Reproduce the records. Keep every word exact and include no images.

Start of RECORDS TO USE

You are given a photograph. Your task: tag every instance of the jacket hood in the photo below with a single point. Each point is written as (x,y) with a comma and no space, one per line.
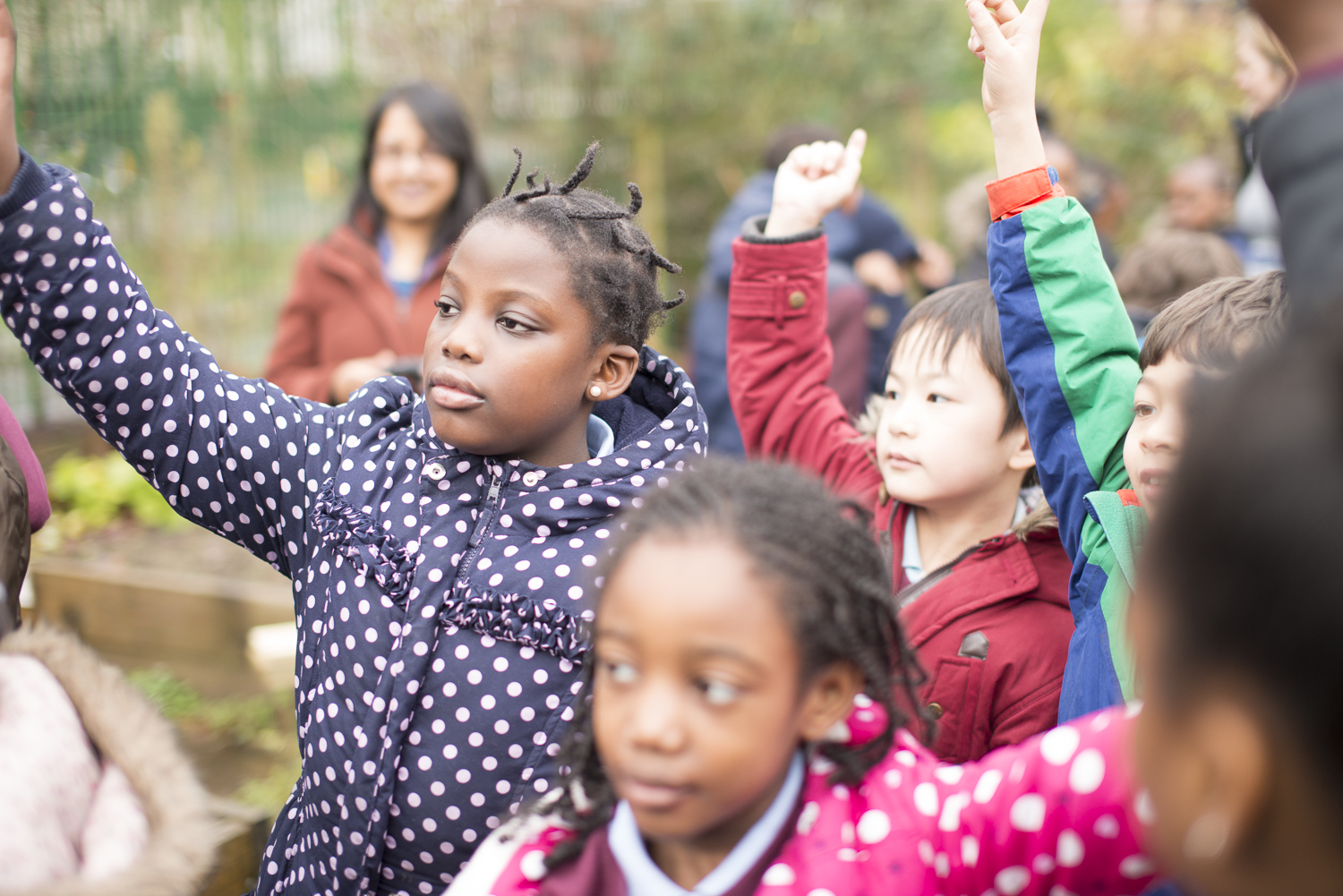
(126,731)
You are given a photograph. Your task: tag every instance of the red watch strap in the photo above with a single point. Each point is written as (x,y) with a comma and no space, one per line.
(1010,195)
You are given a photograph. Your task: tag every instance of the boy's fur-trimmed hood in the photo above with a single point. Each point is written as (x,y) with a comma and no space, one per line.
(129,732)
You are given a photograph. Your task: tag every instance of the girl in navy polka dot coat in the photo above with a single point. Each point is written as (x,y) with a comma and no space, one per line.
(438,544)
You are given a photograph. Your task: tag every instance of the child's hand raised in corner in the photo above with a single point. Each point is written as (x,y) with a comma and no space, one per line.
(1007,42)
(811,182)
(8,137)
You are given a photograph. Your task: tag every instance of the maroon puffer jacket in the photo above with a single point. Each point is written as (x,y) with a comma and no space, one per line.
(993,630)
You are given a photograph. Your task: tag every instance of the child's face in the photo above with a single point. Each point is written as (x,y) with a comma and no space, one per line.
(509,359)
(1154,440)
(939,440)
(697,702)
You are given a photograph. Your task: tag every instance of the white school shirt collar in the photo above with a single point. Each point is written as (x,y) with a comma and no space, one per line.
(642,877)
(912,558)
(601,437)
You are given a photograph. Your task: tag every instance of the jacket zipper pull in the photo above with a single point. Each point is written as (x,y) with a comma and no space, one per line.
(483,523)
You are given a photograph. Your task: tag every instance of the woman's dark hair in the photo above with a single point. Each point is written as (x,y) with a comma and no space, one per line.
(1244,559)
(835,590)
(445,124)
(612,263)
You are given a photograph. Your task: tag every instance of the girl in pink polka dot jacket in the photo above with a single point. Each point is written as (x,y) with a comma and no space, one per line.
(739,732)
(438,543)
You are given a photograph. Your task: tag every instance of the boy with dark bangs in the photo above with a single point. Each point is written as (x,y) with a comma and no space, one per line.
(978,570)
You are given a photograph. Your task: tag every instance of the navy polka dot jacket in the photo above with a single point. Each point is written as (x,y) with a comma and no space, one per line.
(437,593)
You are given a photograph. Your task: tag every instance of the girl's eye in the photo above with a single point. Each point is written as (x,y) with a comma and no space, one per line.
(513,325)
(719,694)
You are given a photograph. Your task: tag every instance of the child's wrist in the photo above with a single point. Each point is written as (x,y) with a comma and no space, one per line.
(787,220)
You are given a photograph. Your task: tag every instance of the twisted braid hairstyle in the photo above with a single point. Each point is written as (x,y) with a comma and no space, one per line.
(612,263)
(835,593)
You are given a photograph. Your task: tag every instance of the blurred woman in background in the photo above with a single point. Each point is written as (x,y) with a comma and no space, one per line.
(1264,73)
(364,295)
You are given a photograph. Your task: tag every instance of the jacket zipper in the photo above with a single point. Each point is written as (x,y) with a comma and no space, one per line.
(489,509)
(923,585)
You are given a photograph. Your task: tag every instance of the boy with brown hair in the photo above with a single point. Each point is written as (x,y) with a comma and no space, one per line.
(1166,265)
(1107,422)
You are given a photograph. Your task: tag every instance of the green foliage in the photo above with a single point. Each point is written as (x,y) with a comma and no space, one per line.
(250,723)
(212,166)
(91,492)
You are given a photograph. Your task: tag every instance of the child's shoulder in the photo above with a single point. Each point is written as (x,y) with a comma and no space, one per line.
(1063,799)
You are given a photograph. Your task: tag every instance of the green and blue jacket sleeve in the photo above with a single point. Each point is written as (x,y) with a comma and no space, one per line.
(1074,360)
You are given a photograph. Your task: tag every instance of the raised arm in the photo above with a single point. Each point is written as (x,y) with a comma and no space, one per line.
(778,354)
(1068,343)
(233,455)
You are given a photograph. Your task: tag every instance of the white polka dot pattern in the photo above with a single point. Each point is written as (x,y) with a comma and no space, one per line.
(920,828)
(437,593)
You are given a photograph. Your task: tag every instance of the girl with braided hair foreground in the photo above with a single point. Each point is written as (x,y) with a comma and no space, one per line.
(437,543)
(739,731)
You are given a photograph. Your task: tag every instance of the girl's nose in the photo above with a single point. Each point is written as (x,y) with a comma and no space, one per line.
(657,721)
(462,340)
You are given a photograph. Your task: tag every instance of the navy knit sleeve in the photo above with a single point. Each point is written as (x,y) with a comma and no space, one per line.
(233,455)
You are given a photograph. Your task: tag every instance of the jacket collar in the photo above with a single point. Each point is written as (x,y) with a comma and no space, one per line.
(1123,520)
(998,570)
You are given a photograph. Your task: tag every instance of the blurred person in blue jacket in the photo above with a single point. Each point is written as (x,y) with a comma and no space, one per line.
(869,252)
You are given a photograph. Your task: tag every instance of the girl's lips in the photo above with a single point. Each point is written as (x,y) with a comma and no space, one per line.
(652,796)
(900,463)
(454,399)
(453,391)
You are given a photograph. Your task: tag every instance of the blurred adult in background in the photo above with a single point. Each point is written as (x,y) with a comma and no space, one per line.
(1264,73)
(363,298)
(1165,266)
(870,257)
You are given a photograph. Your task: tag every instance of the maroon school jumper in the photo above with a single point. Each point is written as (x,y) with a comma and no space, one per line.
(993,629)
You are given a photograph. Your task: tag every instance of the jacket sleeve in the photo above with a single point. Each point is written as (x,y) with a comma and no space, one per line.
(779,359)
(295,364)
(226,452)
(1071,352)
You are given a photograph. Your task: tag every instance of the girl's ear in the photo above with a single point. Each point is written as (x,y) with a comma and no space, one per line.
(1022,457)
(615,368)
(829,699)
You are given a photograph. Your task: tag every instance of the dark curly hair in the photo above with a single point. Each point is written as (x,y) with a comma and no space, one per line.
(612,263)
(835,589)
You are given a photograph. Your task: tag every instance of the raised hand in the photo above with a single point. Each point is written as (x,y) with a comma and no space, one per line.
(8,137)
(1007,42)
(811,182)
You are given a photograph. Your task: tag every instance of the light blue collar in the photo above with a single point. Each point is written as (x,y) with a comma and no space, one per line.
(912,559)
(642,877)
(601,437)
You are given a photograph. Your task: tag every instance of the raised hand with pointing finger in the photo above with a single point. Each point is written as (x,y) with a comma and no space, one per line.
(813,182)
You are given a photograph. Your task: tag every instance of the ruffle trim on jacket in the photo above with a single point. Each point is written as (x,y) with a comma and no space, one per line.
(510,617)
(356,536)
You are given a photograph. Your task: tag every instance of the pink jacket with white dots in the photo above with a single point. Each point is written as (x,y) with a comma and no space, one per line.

End of RECORDS TO USE

FINISHED EXERCISE ::
You are given a photograph. Your task: tag every instance of the jacket hood in the photo below with a single point. Each point is written as (x,y) with a comma and no space, one per line.
(126,731)
You are given a photograph. Your task: tag every instance of the red watch strap in the photo above with a single point. Each point is written as (x,y) with a comma and no space, one per line.
(1010,195)
You are given a photograph. Your task: tag every instance of the boy's fur-trimmed hood in the photo above with a single point. Each point is written as (x,y) with a comma and no space, one per line.
(129,732)
You are given a photograph. Your task: tag every instance of the girl in navy polka dot coat in the photo above with a single point. Each point is written as (x,y) with a comma and no space, one per line.
(438,544)
You are given a photograph. Your task: tag every instance of the child's hand raised in corner in the photo above with a single point. Each point is written as (x,y) with a comma and no space, one per line.
(1007,42)
(811,182)
(8,137)
You are given a photograph. Your task: tag every instance of the maroon puffer jacket in the photo above with a single point. Each point is written as (x,y) with a comma and no space, one per line.
(993,630)
You are given a photograph. Your task: tag every instance of the child's face in the photo above with a single point. Each point is written as (x,y) with a comma and no space, one per line.
(509,359)
(1154,440)
(939,440)
(697,702)
You are given a photograph. Your task: tag every instance of the white school shirt collar in the photo above with a single point. Each point is written as (x,y) with a comma and no space, one per line.
(642,877)
(912,558)
(601,437)
You are given a photograph. Your task: tag every instance of the jacket zipper pull in the photo above with a single point. Each point is written as (x,y) with a comma and no space, one per line.
(483,523)
You are given a photograph. Your task: tag every instance of the woman's dark hair in the photo above with a single point. Each point is written as (x,y) with a comma and no space, one per line.
(1244,559)
(835,590)
(445,124)
(612,263)
You are given a photograph. Your task: tag every instance of the girl in pink polka dot jacket in the photo above with a single point. Each point is written as (x,y) with a comma and no space, one per line.
(739,732)
(438,543)
You are given a photograph. Your task: tag every instance of the boy with dark bangs in the photo above with a single point. Each point is written as (x,y) with a comma and no space, one per line.
(978,570)
You are given a photograph. Your task: tag every instance of the navy polka dot jacket in the photo above with a single point. Each point is written as (x,y) with a comma and no space, one per line.
(437,593)
You are given a photograph. Your task: tag every instance of the girl's eye in the photo above with a single point. Each point is written as (x,y) with a comma and no space, one per line.
(513,325)
(719,694)
You are given a photograph. Your task: tag every instance of the child's wrist in the photo above with a single point. Each point is written as (x,y) with a comma and no space, one per line.
(787,220)
You are given a photograph. Your task: tag every instance of the twisted braid hairstyle in the photo above with a single point. Each point is written as (x,y) with a comma and no space, one per line.
(612,263)
(835,593)
You are given a photograph. Your task: tag every instance of the blurred woman in background in the photo above with a single point. Each point is written as (x,y) with a comma and no space, one per line.
(1264,73)
(364,295)
You are given a photograph. Your task: tag every instance of the jacket zipper in the photo above with a single point. Each point is written as (x,y) with a comma and no space, one per line.
(489,509)
(923,585)
You are given a photograph. Your task: tag every instance of the boy with brown hair in the photo above with a single point. Each point is written as (x,y) with a comma and no space, one per line.
(1166,265)
(1107,422)
You are given a photograph. Your task: tag every instance of the green foliage in the photo above with a single point. Each point is written as (x,y) with a comma and no space, one per line.
(250,723)
(212,166)
(91,492)
You are given a photograph. Your task: tag every instance of the child's shoulder in the photo above with a single point. Each point is written as (x,y) with a comma and no space, one per line.
(1063,799)
You are given a photograph. Your task: tag every instance of the green and blue jacket sleeve in the photo above with a single point. Each point is written as (x,y) with a comma and no space, one per line.
(1074,360)
You are given a photograph. Your task: tag every instance of the raised arm in the photo above with a single point. Each point is written as (x,y) with a comma and no space, one per line.
(778,354)
(1068,343)
(233,455)
You are given a photograph. Your task: tag every instance of the white polka dot pattern in the photo above with a single point. Each point is written as (x,y) with a comma and no space, one per line.
(920,828)
(437,593)
You are given a photograph. Your task: tag every instance of the girl with braided hair foreground in the photo above with a single point. Each point is written as (x,y) with a comma and no space, one per line.
(437,543)
(739,731)
You are given a photograph. Your task: tag every instance of the girl's nose in the photo above with a single point. Each point is written as (x,y) with a comma and no space, one per line.
(657,721)
(462,340)
You are given a photograph. Your task: tag every instance of the navy knit sleeve in the photo above with a single point. Each point is written as (x,y) with a comma and no space, one per line.
(233,455)
You are given a photograph. Your task: tag every instance of the jacket collar in the photo above with a single point. Each point is written as (x,y) with a comma and no space, one per line.
(1123,520)
(998,570)
You are given a photograph. Your task: tag every instance of the blurred person in blue jacket in the photo above with a single point. Each point is written as (x,y) with a comma and no space, one per line.
(869,252)
You are given a photograph. Your task: tag every instance of the girl's lips in the photo above with a single point. Each point is written as (x,y) with a comma and no space, one per line.
(652,796)
(900,463)
(454,399)
(453,391)
You are given a photograph. Your task: tag every instance of the blurred adult in background in the photo above with a single point. Each point is written as (x,y) with a comma and no space, one per line.
(1264,73)
(363,298)
(1165,266)
(870,257)
You are given a photograph. Your task: tag every instance of the maroon school jumper in the photo above with a single point. Each point is written as (x,y) with a comma and no space, one per line.
(993,629)
You are given a photograph. Your task: tag every instance of the jacket sleeve in the photo above with a single point. Each point is written as (x,y) with a comma and no space, one per line.
(779,359)
(295,364)
(226,452)
(1071,352)
You are given a photograph. Your task: tag every instance of the girl's ear in the photo above with a single point. Each point is written as (x,y) with a comma and no space, one per line.
(1022,457)
(615,368)
(829,699)
You are given a photograph. Your task: tag every instance of the dark curly hair in the photo above with a single point. Each point is written as (x,y) with a comma and no space, one per line.
(612,263)
(835,589)
You are given a photograph. Your task: tag every instance of the raised hand in the photo above with a single point. Each point is written as (x,y) with a comma and no space, one per line.
(8,137)
(1007,42)
(811,182)
You are given a photograph. Your task: tag every instance of the light blue collar in the photo above with a single point. Each point is written as (x,y) with a comma and no space, one per line.
(912,559)
(642,877)
(601,437)
You are given a photograph. Your task: tag every instance of the raised hand with pointing finger in the photo above with a single point. Each point is written as (x,y) with a comma and no space, one per line.
(813,182)
You are given a photograph. Your task: tag every instance of the ruffle trim on jacket in the photo above with a single point. Each point is written as (x,y) with a comma and no space, one per line.
(510,617)
(356,536)
You are given a photograph. Your task: tag every instance of the pink jacket with white dots in the photo above with a single point. Each point is written as (x,y) with a comma and no space, one per line.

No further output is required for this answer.